- [CHALLENGE] Reproduce the items below word for word, from the line containing "Sports-analytics tagging: mark the white towel" through the last line, inclusive. Leave the pictures out.

- [INFORMATION PROVIDED]
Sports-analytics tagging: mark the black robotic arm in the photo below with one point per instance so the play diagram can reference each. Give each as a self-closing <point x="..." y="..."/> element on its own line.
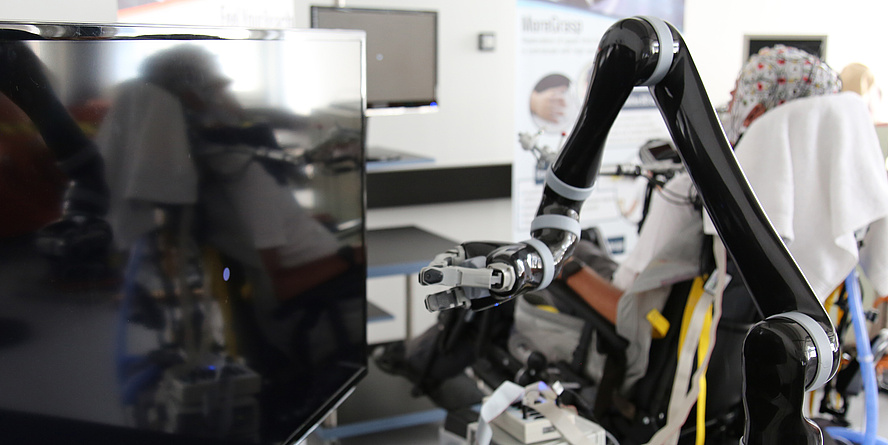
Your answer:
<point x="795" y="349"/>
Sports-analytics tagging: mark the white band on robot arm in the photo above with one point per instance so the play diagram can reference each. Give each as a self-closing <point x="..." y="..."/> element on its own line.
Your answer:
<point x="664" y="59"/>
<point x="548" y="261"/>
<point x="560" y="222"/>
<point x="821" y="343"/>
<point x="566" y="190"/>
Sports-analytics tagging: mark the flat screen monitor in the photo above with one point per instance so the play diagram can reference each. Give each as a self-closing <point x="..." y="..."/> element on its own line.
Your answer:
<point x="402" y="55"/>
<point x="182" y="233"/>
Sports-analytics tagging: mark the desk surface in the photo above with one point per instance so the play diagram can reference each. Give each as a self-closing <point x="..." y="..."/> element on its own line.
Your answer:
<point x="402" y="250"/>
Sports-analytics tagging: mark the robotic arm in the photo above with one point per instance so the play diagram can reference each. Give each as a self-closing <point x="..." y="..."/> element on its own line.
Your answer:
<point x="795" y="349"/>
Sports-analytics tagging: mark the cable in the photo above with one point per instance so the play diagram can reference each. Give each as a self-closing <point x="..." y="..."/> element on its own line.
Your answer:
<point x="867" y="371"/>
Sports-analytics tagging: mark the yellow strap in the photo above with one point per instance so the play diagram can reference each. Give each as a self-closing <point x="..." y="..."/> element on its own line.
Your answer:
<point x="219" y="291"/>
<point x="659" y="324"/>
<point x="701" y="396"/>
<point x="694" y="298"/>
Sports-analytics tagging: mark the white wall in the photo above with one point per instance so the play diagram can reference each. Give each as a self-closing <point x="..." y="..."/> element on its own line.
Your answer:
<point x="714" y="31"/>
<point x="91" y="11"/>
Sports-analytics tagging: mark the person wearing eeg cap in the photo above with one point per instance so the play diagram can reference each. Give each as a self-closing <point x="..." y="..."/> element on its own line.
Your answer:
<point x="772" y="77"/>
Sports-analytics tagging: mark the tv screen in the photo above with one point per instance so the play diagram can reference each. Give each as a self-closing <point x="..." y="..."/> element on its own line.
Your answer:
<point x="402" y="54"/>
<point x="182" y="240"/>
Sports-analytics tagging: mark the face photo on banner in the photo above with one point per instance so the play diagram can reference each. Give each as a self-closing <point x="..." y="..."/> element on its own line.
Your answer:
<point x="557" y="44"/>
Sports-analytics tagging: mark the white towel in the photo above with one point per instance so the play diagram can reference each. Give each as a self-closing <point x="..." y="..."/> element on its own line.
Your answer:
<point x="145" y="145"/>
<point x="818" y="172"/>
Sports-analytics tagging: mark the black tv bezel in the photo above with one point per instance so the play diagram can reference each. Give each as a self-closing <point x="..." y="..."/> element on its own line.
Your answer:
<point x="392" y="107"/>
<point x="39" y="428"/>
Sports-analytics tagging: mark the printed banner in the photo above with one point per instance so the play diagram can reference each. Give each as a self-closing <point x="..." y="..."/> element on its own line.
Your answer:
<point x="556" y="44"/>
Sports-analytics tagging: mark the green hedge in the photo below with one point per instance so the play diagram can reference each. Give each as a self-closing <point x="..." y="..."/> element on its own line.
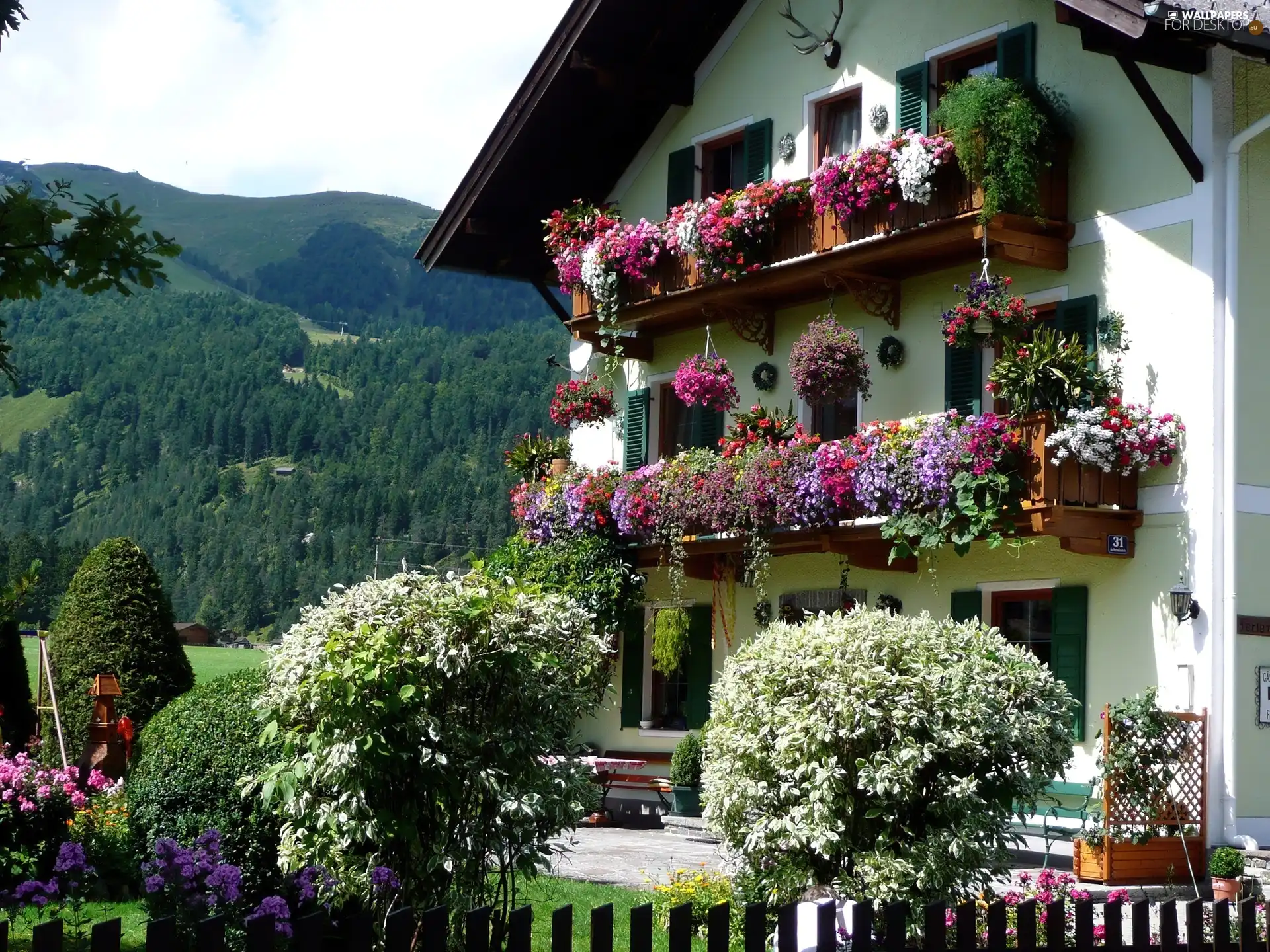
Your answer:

- [FULL SOLUTION]
Sports-analytics tagging: mark the white towel in the photo above with one point per instance so the play diagram can reference each. Give each as a self-closing <point x="..." y="..."/> element on its own line.
Your answer:
<point x="145" y="145"/>
<point x="818" y="172"/>
Sports-analytics tagging: mark the black tv bezel in the photo above with one point per instance so the play diagram can reference each. Give each as a self-closing <point x="..." y="..."/> element on its own line.
Your answer:
<point x="392" y="107"/>
<point x="39" y="428"/>
Sports-analytics tagging: mark the printed banner in the photo above with one point per instance so the play diagram can reference each. Give each as a self-closing <point x="..." y="..."/> element on its own line.
Your answer:
<point x="556" y="44"/>
Sports-analytics tagging: mark the green hedge in the photo below with one point per instance so the play diagram can reference each. Give each as a self-closing <point x="..." y="..."/> element on its own line.
Your answer:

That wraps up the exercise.